** WORK TO BE COMPLETED **
Reproduce each of the records below verbatim, preserving every line without alteration.

** WORKING DATA **
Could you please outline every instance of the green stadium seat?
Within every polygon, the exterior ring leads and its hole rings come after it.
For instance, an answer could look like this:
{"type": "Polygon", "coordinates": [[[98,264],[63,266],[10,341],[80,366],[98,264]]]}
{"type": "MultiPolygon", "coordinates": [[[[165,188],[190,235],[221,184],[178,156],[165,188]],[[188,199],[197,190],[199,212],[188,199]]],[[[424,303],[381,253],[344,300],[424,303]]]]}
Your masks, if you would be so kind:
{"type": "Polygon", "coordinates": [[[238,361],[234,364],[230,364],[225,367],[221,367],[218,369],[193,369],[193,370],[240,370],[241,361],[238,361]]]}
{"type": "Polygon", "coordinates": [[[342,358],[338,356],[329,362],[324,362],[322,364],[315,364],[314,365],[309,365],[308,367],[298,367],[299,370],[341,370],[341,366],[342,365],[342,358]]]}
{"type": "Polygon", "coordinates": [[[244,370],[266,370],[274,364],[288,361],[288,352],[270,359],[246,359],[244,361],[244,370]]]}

** EXERCISE RESULT **
Could you please outline every instance of the green stadium seat?
Within every polygon, the exterior ring leads and its hole rings come after it.
For instance, an answer could look like this:
{"type": "Polygon", "coordinates": [[[98,264],[63,266],[10,341],[80,366],[98,264]]]}
{"type": "MultiPolygon", "coordinates": [[[[165,188],[190,235],[221,184],[178,156],[165,188]],[[188,199],[197,190],[199,212],[188,199]]],[[[424,303],[381,253],[344,300],[424,303]]]]}
Your masks, if you would be so kind:
{"type": "Polygon", "coordinates": [[[238,361],[234,364],[230,364],[225,367],[221,367],[218,369],[193,369],[193,370],[240,370],[241,361],[238,361]]]}
{"type": "Polygon", "coordinates": [[[342,358],[338,356],[329,362],[324,362],[322,364],[315,364],[314,365],[309,365],[308,367],[298,367],[299,370],[341,370],[341,366],[342,365],[342,358]]]}
{"type": "Polygon", "coordinates": [[[244,370],[266,370],[274,364],[288,361],[288,352],[270,359],[246,359],[244,361],[244,370]]]}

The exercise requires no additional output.